The Mediterranean monk seal, like its cousin the Hawaiian monk seal, is one of the most endangered mammals in the world.
Estimates suggest that they number around 400 total, with the largest populations in Greece and Morocco. Mediterranean monk seals are larger than their Hawaiian relatives, and unlike most seals, their pups are born with black fur.
Mediterranean monk seals are not migratory and can usually be found in small groups or alone. They eat primarily fish and cephalopods, and they can communicate about dangers using high-pitched noises.
Pregnant seals used to give birth on beaches, but due to habitat loss they now typically do so in sea caves, which are more protected. At about one week old, Mediterranean monk seal pups enter the water for the first time. Only about half of pups survive their first two months.
Among Mediterranean monk seals, both long-term fostering and milk-stealing are common between unrelated mothers and pups. However, mothers and pups remain together for as long as three years.

* Given information:

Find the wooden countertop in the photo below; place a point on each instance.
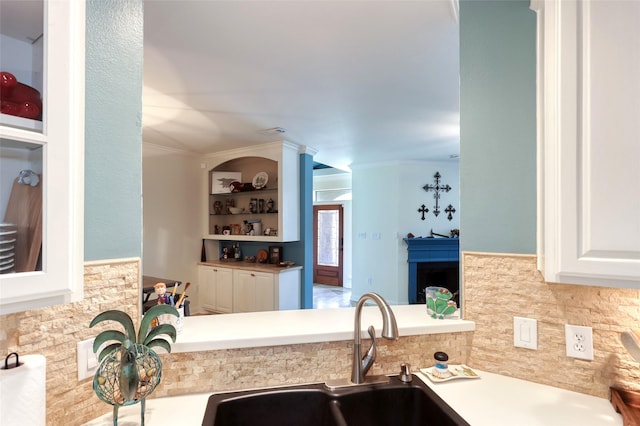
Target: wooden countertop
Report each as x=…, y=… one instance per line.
x=250, y=266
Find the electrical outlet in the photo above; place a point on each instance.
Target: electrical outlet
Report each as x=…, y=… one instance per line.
x=579, y=341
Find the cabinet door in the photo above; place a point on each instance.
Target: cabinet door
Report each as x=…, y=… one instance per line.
x=224, y=290
x=58, y=139
x=243, y=297
x=206, y=292
x=263, y=291
x=589, y=63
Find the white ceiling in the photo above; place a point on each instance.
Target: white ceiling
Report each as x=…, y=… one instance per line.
x=359, y=81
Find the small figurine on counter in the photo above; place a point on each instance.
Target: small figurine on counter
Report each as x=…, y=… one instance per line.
x=161, y=290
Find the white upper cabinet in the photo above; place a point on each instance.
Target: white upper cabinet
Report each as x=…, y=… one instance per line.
x=589, y=141
x=41, y=238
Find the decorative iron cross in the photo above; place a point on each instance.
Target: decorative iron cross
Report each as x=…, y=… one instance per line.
x=423, y=209
x=437, y=188
x=450, y=210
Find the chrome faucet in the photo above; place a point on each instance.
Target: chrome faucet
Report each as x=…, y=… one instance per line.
x=360, y=366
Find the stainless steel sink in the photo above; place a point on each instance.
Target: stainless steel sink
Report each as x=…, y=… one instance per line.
x=391, y=404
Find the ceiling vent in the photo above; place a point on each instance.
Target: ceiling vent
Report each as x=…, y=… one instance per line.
x=274, y=131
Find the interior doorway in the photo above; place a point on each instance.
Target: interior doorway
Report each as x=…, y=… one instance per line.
x=328, y=242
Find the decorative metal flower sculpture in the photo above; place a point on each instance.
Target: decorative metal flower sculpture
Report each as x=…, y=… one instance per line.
x=129, y=369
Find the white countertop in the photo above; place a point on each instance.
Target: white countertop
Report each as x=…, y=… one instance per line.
x=492, y=400
x=258, y=329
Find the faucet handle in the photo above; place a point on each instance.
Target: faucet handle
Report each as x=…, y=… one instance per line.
x=405, y=373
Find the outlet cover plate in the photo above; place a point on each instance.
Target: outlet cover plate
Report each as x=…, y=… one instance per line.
x=579, y=341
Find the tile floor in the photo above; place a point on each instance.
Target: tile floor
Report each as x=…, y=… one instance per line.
x=328, y=296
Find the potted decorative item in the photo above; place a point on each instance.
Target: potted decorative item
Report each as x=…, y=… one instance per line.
x=129, y=370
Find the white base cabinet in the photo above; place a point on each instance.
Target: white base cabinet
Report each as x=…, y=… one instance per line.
x=216, y=291
x=237, y=289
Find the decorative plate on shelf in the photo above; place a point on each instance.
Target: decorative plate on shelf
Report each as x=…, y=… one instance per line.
x=260, y=180
x=262, y=256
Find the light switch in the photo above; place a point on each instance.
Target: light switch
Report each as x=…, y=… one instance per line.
x=525, y=333
x=87, y=360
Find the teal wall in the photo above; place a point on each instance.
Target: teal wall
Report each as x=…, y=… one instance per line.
x=113, y=132
x=497, y=126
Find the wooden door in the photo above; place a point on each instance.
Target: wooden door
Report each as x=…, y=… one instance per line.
x=327, y=244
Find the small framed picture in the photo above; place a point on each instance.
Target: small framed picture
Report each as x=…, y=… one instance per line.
x=221, y=181
x=275, y=254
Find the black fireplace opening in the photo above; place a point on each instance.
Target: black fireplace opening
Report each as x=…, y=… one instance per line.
x=437, y=274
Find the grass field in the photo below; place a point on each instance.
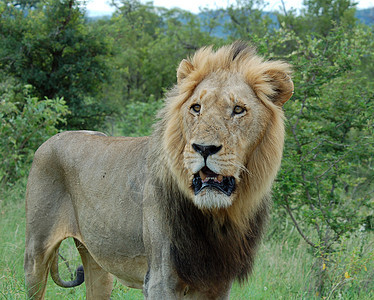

* Work order A:
Check each statement against the passage on Mediterranean monk seals. Answer yes or no, and quote the words that decide it.
(i) Mediterranean monk seals are smaller than Hawaiian monk seals.
(ii) Pups first go into the water at about one week old.
(iii) Mediterranean monk seals are migratory.
* Work order B:
Use the passage on Mediterranean monk seals to answer these questions.
(i) Which two countries have the largest populations?
(ii) What do the seals mainly eat?
(iii) How long can mothers and pups remain together?
* Work order C:
Carry on the passage about Mediterranean monk seals from the point where it stops.
The rows have no role here.

* Written answer A:
(i) No: "Mediterranean monk seals are larger than their Hawaiian relatives"
(ii) Yes: "At about one week old, Mediterranean monk seal pups enter the water for the first time"
(iii) No: "Mediterranean monk seals are not migratory"

* Written answer B:
(i) Greece and Morocco
(ii) Fish and cephalopods
(iii) For as long as three years

* Written answer C:
Mediterranean monk seals have a long history -- they even appeared on coins around 500 BC. Beginning in the 15th century, they were heavily hunted for skin and oil. Now, fishermen often kill Mediterranean monk seals, either in an attempt to eliminate fishing competitors or accidentally, as bycatch.
Other threats to Mediterranean monk seals include pollution, boat strikes, oil spills and diseases. Furthermore, because populations are so low, inbreeding is a serious concern. Unfortunately, many of the conservation measures that have been developed to protect this animal are poorly enforced.